▶ [SHORT PROBLEM]
Reproduce verbatim every line of the material, starting with the line that contains "Place a point on each instance of the minced" and continuing through the end of the material, both ends included.

▶ [PROVIDED INFORMATION]
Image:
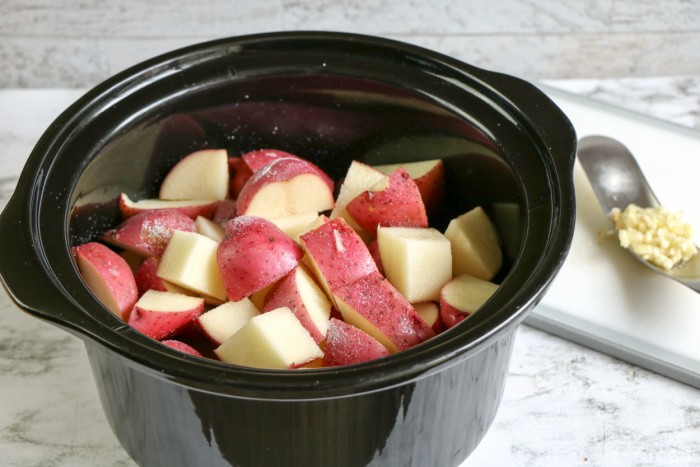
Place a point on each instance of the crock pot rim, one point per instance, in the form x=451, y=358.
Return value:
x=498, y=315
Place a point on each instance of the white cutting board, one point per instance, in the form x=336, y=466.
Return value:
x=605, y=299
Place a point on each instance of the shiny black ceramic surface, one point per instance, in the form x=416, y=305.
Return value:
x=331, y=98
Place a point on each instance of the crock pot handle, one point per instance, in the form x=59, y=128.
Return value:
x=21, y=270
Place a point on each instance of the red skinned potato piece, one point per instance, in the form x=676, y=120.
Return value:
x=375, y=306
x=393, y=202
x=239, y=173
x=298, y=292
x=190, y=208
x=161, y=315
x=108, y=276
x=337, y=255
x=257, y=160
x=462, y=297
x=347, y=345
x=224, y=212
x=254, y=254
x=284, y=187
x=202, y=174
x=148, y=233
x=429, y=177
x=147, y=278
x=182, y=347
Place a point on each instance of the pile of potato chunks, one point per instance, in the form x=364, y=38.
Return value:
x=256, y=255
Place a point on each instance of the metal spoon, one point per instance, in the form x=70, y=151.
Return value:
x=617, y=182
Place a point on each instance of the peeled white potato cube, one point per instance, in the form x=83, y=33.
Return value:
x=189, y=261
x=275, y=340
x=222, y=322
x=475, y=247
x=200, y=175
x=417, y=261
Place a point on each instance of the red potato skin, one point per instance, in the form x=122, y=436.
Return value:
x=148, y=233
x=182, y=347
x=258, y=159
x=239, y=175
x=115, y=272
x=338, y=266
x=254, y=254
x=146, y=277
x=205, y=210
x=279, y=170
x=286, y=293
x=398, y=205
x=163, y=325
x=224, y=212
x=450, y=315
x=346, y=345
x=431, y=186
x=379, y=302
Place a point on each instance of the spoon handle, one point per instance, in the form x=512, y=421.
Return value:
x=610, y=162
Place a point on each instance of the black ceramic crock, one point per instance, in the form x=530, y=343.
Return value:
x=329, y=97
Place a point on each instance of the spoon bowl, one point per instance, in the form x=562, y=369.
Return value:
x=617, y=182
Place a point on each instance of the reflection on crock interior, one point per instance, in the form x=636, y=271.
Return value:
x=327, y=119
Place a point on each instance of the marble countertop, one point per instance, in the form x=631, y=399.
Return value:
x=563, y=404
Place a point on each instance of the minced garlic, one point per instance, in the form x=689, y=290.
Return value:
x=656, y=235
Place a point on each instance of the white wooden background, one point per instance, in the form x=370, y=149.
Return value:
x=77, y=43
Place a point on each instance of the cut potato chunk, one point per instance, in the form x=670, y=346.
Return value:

▶ [EXPECTED OUTPUT]
Place a point on each instance of the minced garlic, one point per instance, in the form x=689, y=290.
Return value:
x=656, y=235
Place a point on each instance of the white wooden background, one point per instance, in the form x=370, y=149.
Return value:
x=77, y=43
Place a point on each instance of the cut potato chunk, one point per instance, in the form x=670, y=346.
Return value:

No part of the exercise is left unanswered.